New research indicates the comparable efficacy between SB15, an aflibercept biosimilar, and the reference product, was well-maintained for up to 1 year in patients with neovascular age-related macular degeneration (nAMD).1
The findings, presented at the American Society of Retina Specialists (ASRS) 41st Annual Meeting, showed the characteristics of adverse events in eyes treated with SB15 were comparable to and in line with the known safety profile of reference aflibercept.
“All of the efficacy and safety were well-maintained in the switching group without treatment-emergent issues, indicating that switching from aflibercept to SB15 is as effective and safety as continuing the reference aflibercept,” Min Sagong, MD, PhD, a professor at Yeungnam University College of Medicine, said in the presentation at ASRS 2023.
SB15 is a proposed biosimilar of reference aflibercept. The development of biosimilars follows the totality of evidence approach, which consists of analytical studies, animal studies, and clinical studies to demonstrate no clinically meaningful differences in safety, purity, and potency in ≥1 more appropriate condition of use for the reference product.
Increasing evidence suggests that switching from reference products to biosimilars is as safe and effective as continuing reference products in other therapeutic areas. However, there is insufficient information on switching to ophthalmic anti-VEGF biosimilars.
Investigators conducted a phase 3, randomized, double-masked, multicenter clinical trial at 56 sites across 10 countries. The trial aimed to demonstrate the comparable clinical efficacy, safety, immunogenicity, and pharmacokinetics (PK) of SB15 to aflibercept in patients with nAMD up to Week 56. Investigators additionally assessed the clinical effect of switching from aflibercept to SB15.
The primary study endpoint was the change in baseline best-corrected visual acuity (BCVA) at Week 8, considered the most sensitive time point to demonstrate biosimilarity. The equivalency in efficacy observed as the primary endpoint was met and comparable efficacy, safety, immunogenicity, and PK results up to 32 weeks were reported previously.2 In the current analysis, investigators reported the 1-year outcomes of the phase 3 comparative study.

Data shown:

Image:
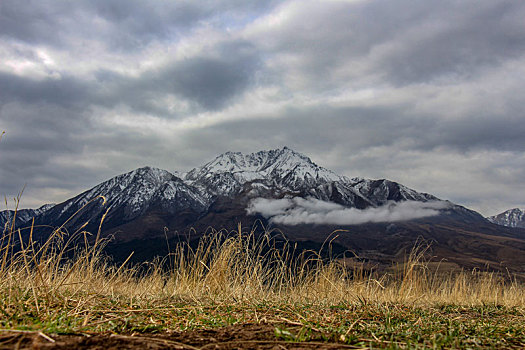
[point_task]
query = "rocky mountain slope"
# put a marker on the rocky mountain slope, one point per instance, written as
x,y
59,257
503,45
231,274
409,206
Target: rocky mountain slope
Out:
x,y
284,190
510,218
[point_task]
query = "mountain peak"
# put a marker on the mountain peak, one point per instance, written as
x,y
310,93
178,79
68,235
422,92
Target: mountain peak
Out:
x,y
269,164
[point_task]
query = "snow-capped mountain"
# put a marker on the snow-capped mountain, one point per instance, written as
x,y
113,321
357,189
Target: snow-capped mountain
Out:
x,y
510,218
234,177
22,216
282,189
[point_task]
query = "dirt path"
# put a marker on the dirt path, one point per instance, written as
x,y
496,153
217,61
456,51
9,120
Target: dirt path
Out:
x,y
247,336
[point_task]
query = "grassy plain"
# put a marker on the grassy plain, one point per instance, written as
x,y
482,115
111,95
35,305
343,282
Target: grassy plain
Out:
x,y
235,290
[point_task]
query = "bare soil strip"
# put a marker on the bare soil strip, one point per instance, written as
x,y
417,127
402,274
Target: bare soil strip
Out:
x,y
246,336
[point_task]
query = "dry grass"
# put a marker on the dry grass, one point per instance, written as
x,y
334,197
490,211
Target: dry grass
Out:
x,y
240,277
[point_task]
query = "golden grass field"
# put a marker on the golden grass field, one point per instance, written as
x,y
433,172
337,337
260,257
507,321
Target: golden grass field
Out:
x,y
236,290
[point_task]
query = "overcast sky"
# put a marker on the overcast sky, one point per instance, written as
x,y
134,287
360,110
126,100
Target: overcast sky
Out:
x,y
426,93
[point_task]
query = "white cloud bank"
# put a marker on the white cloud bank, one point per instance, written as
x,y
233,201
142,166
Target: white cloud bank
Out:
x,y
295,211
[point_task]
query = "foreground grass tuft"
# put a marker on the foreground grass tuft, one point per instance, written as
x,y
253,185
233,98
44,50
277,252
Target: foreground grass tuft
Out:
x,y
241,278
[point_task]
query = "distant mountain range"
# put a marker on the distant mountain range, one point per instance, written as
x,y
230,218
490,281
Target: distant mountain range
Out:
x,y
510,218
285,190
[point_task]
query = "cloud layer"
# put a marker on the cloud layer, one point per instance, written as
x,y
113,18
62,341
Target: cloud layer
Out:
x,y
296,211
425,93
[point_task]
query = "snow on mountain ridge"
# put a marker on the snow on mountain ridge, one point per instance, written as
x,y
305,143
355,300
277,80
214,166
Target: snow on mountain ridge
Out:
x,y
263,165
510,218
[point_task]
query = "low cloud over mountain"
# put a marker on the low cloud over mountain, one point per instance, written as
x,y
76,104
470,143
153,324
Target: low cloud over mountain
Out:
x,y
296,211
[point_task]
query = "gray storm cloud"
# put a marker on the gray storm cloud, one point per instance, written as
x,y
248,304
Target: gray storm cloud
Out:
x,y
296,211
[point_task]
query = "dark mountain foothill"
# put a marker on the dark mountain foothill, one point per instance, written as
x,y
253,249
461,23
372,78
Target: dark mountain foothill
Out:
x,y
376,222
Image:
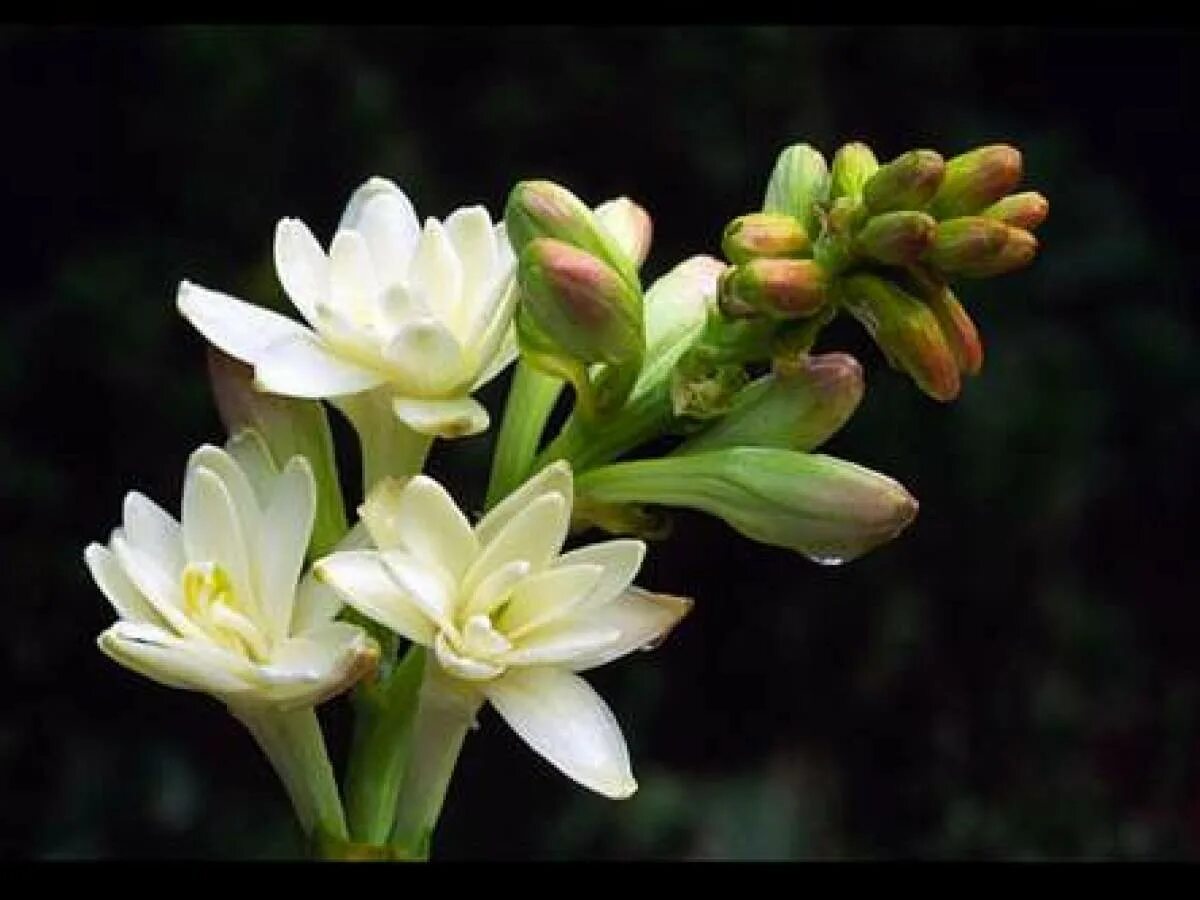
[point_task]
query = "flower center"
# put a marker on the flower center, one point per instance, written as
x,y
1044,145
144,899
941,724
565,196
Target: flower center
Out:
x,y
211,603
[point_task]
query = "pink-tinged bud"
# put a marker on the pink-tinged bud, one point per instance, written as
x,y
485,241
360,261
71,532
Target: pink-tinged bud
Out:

Problem set:
(a) According to the SB15 article, at how many sites and in how many countries was the phase 3 trial conducted?
(b) Extend the SB15 article, picking up after its final sentence.
The rows are separate material and bear no relation to the SB15 article.

Responses by item number:
(a) At 56 sites across 10 countries.

(b)
Patients were randomized 1:1 to either 2mg SB15 or aflibercept at Week 0. At Week 32, patients were re-randomized to either continuing SB15 or aflibercept or switching from aflibercept to SB15. It used a fixed-dosing regimen at once every 4 weeks for the first 3 injections, then once every 8 weeks up to Week 48.
The key efficacy endpoints were the change in BCVA through Week 56, the change from baseline in CST through Week 56, and the proportion of patients with intra- or sub-retinal fluid at Week 56. Safety, immunogenicity, and PK endpoints were assessed until Week 56. Of 449 patients included in the study, 425 (94.7%) completed Week 56 of the study, and baseline demographics were considered generally well-balanced.
Upon analysis, investigators found the mean change from baseline in BCVA was comparable at each visit up to Week 56 across all treatment groups. Moreover, after week 32, in the switching group, the mean change from baseline in BCVA was well-maintained and comparable to those who continued aflibercept treatment (least-squares mean BCVA letter change, 7.3 for SB15 vs 6.4 for AFL; 7.9 for AFL/SB15 vs 7.5 for AFL/AFL).
Anatomical outcomes were comparable across all treatment groups up to Week 56. After Week 32, in the switching group, the analysis showed the least-squares mean change from baseline in CST was well-maintained and comparable to the continuing group.
The analysis showed safety profiles in SB15 were comparable to aflibercept before and after switching. There were no new or unexpected adverse events during the study and the safety findings of SB15 were consistent with the known safety profiles of reference aflibercept. No cases of intraocular inflammation or endophthalmitis were observed in the SB15 group.
Regarding immunogenicity, the Incidence of anti-drug antibodies was low and comparable between SB15 and aflibercept up to Week 56. There were additionally no treatment-induced or-boosted anti-drug antibodies in the switching group reported in the analysis.
“Immunogenicity and pharmacokinetics profiles of SB15 were also similar to those of reference aflibercept,” Sagong said.